Splitshot, have never met you but from reading your posts I respect your opinions. But I do not buy into that necessarily, or the following.



Splitshot said:


> The truth is if you fish the rivers for salmon this time of year, most fish you hook will be foul hooked.


I foul hook very few fish myself. I could have if I tried just Saturday or yesterday, chose not to. Fishing tecniques and locations I fish are probably why. I have learned over the years when NOT to set the hook fishing the river and believe I have avoided many snagged fish by backing off of a hook set sometimes. By the same token it is nearly impossible not to foul hook a fish sometimes and I certainly have. I just ain't regular at it  .
A couple more cents from me...


----------



## steelie (Sep 20, 2000)

Good Day,

To a degree I understand what oldgrandman is saying. Alot of it certainly is technique, but I also think location has something to do with it too. For example, I know I have lined more fish at say 6th St. than I have on the Rogue. Different location and a different type of fishing. Am I making sense?

Steelie


----------



## Flyfisher (Oct 1, 2002)

steelie said:


> Good Day,
> 
> Well the leader restriction will virtually illegalize allmost all fly fishing. No more fishing # 18 dries on a 9 foot leader. :evil:
> 
> Steelie


Distance between weight and hook.


----------



## Notropis Atherinoides (Sep 22, 2007)

Flyfisher said:


> Distance between weight and hook.


From my understanding (Previous posts that you have supplied in other threads regarding this issue), does the wanted support of the leader length restriction apply only to the Chuck N' Duck fisherman then? Or, does this wanted support also include more leader restrictions for every other type of stationary and/or trolling methods? Just a curious question as to why you would support more leader length restrictions otherwise?


----------



## Flyfisher (Oct 1, 2002)

Notropis Atherinoides said:


> From my understanding (Previous posts that you have supplied in other threads regarding this issue), does the wanted support of the leader length restriction apply only to the Chuck N' Duck fisherman then? Or, does this wanted support also include more leader restrictions for every other type of stationary and/or trolling methods? Just a curious question as to why you would support more leader length restrictions otherwise?

= Data for processing =
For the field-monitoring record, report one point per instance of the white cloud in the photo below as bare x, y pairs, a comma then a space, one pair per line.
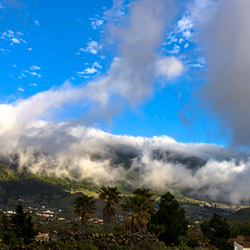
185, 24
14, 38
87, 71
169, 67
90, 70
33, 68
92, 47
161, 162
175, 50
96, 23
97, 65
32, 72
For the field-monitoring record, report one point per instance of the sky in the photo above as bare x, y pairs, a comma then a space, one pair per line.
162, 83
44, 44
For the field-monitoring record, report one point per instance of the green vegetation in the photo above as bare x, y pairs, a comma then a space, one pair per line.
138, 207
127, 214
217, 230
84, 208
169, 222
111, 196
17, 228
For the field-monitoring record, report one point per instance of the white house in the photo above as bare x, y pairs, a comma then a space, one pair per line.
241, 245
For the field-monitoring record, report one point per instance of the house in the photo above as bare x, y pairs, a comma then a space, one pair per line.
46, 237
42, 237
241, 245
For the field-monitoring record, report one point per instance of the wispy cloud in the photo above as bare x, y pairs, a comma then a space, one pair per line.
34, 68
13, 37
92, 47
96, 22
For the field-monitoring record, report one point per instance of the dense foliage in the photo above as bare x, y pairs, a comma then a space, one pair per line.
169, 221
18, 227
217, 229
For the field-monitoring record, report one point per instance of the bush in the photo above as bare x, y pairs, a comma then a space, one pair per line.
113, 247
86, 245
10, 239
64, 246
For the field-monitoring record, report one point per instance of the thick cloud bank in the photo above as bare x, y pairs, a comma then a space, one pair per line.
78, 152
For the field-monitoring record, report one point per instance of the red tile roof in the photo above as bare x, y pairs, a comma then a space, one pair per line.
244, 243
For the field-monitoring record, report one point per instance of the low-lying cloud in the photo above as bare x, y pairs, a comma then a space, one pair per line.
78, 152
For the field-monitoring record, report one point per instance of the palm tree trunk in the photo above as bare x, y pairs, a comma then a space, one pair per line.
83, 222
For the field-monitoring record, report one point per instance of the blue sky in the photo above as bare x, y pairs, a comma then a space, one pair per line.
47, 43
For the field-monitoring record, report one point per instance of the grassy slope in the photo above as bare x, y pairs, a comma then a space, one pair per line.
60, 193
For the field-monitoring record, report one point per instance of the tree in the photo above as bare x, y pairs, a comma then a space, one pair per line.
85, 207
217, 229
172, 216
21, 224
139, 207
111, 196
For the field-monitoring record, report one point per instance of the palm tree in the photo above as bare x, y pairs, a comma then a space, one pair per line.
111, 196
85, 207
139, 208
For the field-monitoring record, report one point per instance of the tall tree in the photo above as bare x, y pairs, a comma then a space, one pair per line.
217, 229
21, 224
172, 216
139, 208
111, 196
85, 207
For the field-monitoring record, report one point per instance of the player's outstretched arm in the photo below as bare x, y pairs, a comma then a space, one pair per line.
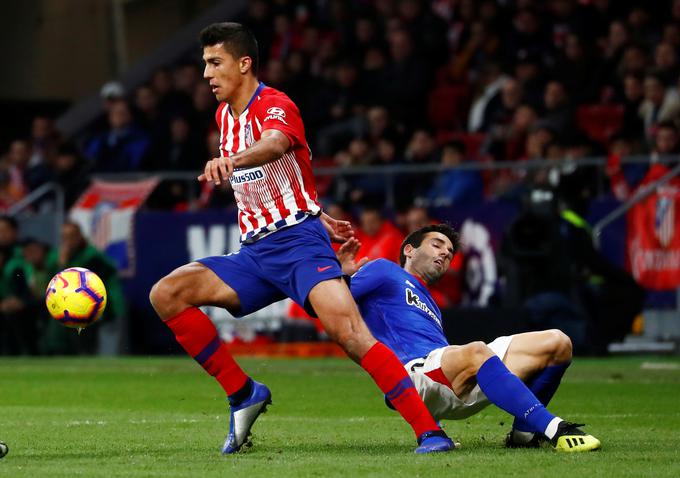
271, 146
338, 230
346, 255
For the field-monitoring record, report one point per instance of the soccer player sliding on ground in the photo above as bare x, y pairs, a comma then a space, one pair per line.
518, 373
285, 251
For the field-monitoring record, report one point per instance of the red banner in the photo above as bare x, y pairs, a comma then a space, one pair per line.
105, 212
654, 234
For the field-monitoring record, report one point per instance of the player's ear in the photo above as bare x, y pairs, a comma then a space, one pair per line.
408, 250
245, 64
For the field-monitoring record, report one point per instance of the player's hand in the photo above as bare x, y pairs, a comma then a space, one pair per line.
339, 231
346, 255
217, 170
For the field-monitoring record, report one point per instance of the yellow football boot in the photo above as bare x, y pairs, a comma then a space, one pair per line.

==

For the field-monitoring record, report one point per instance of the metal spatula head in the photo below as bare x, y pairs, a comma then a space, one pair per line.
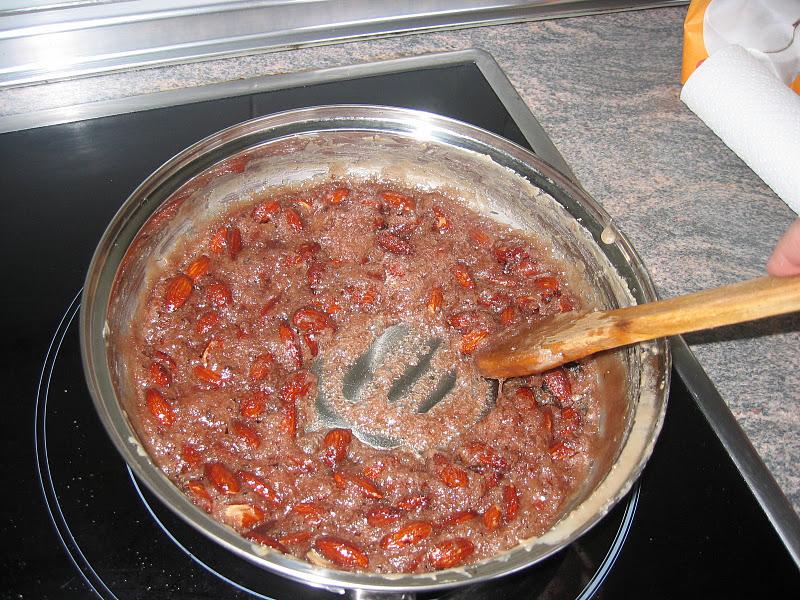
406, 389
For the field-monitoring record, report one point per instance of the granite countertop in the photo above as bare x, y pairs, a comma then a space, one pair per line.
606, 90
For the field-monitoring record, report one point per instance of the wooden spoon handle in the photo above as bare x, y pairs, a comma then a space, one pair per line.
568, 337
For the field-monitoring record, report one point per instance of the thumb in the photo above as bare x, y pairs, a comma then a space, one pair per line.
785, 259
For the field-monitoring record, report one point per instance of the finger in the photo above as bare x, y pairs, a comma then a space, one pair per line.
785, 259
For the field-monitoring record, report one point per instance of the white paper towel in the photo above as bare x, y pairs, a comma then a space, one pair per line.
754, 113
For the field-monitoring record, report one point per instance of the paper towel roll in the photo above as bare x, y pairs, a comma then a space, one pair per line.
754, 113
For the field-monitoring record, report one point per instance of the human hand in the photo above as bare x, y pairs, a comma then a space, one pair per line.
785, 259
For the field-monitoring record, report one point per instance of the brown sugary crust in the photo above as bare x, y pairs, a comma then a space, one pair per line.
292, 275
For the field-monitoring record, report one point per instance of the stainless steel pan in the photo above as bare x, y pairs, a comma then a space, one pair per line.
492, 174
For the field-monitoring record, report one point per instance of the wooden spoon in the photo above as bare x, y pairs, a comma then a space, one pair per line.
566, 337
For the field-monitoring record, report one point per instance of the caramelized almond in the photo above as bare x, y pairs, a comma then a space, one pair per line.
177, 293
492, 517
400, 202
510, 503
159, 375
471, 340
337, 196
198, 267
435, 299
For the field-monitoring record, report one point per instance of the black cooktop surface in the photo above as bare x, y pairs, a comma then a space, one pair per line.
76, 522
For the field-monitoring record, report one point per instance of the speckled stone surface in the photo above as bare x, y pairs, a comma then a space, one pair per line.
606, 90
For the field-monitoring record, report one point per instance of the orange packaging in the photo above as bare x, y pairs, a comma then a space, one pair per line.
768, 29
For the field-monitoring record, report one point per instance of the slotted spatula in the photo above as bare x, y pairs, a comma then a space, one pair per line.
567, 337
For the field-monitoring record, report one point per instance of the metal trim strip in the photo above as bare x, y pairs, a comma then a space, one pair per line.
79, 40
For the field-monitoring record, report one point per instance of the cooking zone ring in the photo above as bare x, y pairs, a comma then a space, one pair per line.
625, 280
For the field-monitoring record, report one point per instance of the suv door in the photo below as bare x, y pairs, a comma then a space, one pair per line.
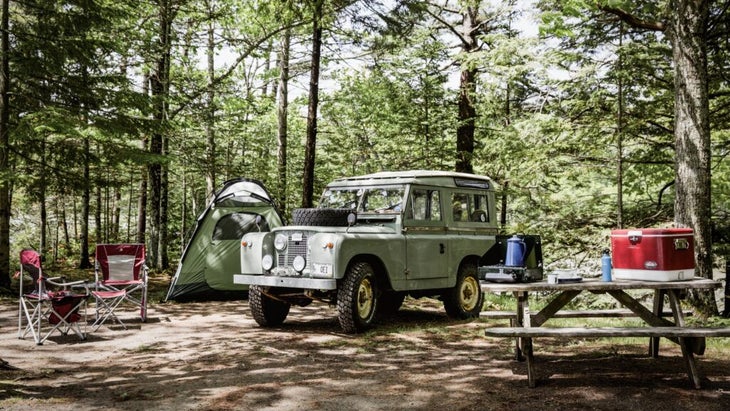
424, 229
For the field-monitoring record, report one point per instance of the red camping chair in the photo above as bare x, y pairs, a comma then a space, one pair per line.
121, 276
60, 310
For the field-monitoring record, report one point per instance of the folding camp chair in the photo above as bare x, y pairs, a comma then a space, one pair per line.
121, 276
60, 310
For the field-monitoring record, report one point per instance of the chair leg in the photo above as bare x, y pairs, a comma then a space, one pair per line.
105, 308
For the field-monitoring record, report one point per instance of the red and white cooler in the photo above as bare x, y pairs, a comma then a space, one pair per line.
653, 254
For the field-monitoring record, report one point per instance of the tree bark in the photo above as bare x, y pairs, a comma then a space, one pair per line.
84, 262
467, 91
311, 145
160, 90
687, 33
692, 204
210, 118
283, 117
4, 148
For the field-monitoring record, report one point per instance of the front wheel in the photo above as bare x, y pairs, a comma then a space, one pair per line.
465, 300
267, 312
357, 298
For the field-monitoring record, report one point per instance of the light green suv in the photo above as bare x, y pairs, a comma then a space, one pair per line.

= Actions to take =
**a.** Reproduce the fishing forum thread word for word, everything from "Splitshot, have never" down to "cents from me...".
**b.** In the records, write out word for word only the lines from the one that contains "the player's ear" down to the one that contains "of the yellow", including both of those lines.
The fishing forum thread and the records have no connection to each other.

= Correct answers =
**a.**
Splitshot, have never met you but from reading your posts I respect your opinions. But I do not buy into that necessarily, or the following.



Splitshot said:


> The truth is if you fish the rivers for salmon this time of year, most fish you hook will be foul hooked.


I foul hook very few fish myself. I could have if I tried just Saturday or yesterday, chose not to. Fishing tecniques and locations I fish are probably why. I have learned over the years when NOT to set the hook fishing the river and believe I have avoided many snagged fish by backing off of a hook set sometimes. By the same token it is nearly impossible not to foul hook a fish sometimes and I certainly have. I just ain't regular at it  .
A couple more cents from me...

**b.**
For the field-monitoring record, report one point per instance of the player's ear in the photo above as bare x, y pairs, a comma then a space, one pair per line.
408, 250
245, 64
For the field-monitoring record, report one point per instance of the player's hand in the photo above as bare x, y pairs, a comma then a space, one pair per line.
339, 231
346, 255
217, 170
For the field-monitoring record, report one point per instance of the yellow football boot in the photo above as bare x, y pairs, a comma then a space, one pair per line.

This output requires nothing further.